/---

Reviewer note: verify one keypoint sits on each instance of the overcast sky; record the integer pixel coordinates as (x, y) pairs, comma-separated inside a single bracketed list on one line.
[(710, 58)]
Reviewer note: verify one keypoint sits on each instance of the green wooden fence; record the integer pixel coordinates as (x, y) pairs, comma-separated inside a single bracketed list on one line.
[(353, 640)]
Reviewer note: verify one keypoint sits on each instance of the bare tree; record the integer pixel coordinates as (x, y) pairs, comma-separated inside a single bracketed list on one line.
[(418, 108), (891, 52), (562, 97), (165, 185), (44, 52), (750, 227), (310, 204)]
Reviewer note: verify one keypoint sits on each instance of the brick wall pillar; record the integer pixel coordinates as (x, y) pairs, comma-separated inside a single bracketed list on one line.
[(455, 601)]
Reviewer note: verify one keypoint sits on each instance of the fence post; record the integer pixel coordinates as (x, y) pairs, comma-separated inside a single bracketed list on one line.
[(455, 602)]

\---

* What to work on
Please restate the material above exactly, line by line.

* Response area
Reviewer note: verify one keypoint sits on each instance of the overcast sky; record the integer pixel coordinates as (x, y) pairs, comma-separated inside a single bracketed list on one line.
[(710, 58)]
Reviewer note: verify one keypoint sits on each instance of the green wooden fence; record the integer pixel coordinates as (x, y) pairs, comma-separated inside a single bracketed list on one line.
[(353, 640)]
Reviewer note: verify one keypoint sits on each instance of the bare tree; record the integer pixel coordinates as (x, y) pairs, comma-separated inside a single bracketed list on one line.
[(418, 108), (891, 52), (562, 97), (165, 185), (44, 52), (750, 227), (310, 204)]
Reviewer note: verify one keypoint sits on each instance of the brick wall pillar; record the integer pixel coordinates as (x, y) pairs, comma-separated inside a single bracketed list on one line.
[(455, 601)]
Reviewer note: verify one keypoint sits on each instance of the fence post; record the integer pixel coordinates as (x, y) pairs, comma-separated inside a single bracketed list on one line.
[(455, 602)]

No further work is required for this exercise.